- _SOURCE DOCUMENT_:
=== Section Start ===

Roche's risdiplam clears another phase 3, setting up SMA showdown with Biogen and Novartis

Roche’s risdiplam has come through another late-phase test, triggering improvements in the motor skills of infants with type 1 spinal muscular atrophy (SMA). The clinical success comes months before the FDA is set to decide whether to approve the survival motor neuron-2 splicing modifier.

Risdiplam successfully cleared a pivotal test in patients with the less severe 2 and 3 forms of SMA last year, positioning it to file for approval of the PTC Therapeutics-partnered therapy. The application, which has a PDUFA date of May 24, covers the use of risdiplam in patients with type 1, 2 and 3 forms of SMA.

Roche’s latest update suggests it has a good shot at winning FDA approval with a label that covers all three forms of SMA. The Swiss drugmaker is yet to share numbers from the trial of type 1 patients, but the headline safety and efficacy findings are positive.

The study met its primary endpoint, which assessed whether infants were able to sit without support for at least five seconds after receiving daily doses of risdiplam for one year. Roche also provided a qualitative look at the safety profile, stating no new signals were detected and no subjects withdrew due to treatment-related adverse events.

Unless the detailed data hide red flags not apparent in Roche’s release, risdiplam looks poised to win FDA approval in the coming months. If that happens, risdiplam will become the third new SMA drug to come to market in as many years, turning the previously underserved patient population into the focus of competition between Roche, Biogen and Novartis.

Biogen’s Spinraza was the first of the trio of SMA drugs to come to market, giving the big biotech the time to grow the antisense oligonucleotide into a product that pulled in sales of around $500 million a quarter over the first nine months of the year. However, Zolgensma looks to pose a threat to those sales, with Novartis easily beating analyst expectations in the third quarter in part due to its ability to get patients who were on Spinraza to take its gene therapy. 

Roche cannot offer patients the one-shot benefits of Zolgensma, but analysts still have high hopes for the drug, leading to blockbuster sales projections.

=== Section End ===

- _SOURCE DATA_:

=== Section Start ===

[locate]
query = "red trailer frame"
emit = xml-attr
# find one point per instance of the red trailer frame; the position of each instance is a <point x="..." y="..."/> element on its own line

=== Section End ===

- _WHAT THE EXERCISE ASKS_:
Answer each question using the risdiplam article:
(a) What is the PDUFA date for the risdiplam application?
(b) What did the primary endpoint of the type 1 study assess?
(c) About how much did Spinraza bring in per quarter over the first nine months of the year?
You can set the lines aside; they play no part here.

- _OUTPUT_:
(a) May 24.
(b) Whether infants could sit without support for at least five seconds after a year of daily risdiplam doses.
(c) Around $500 million a quarter.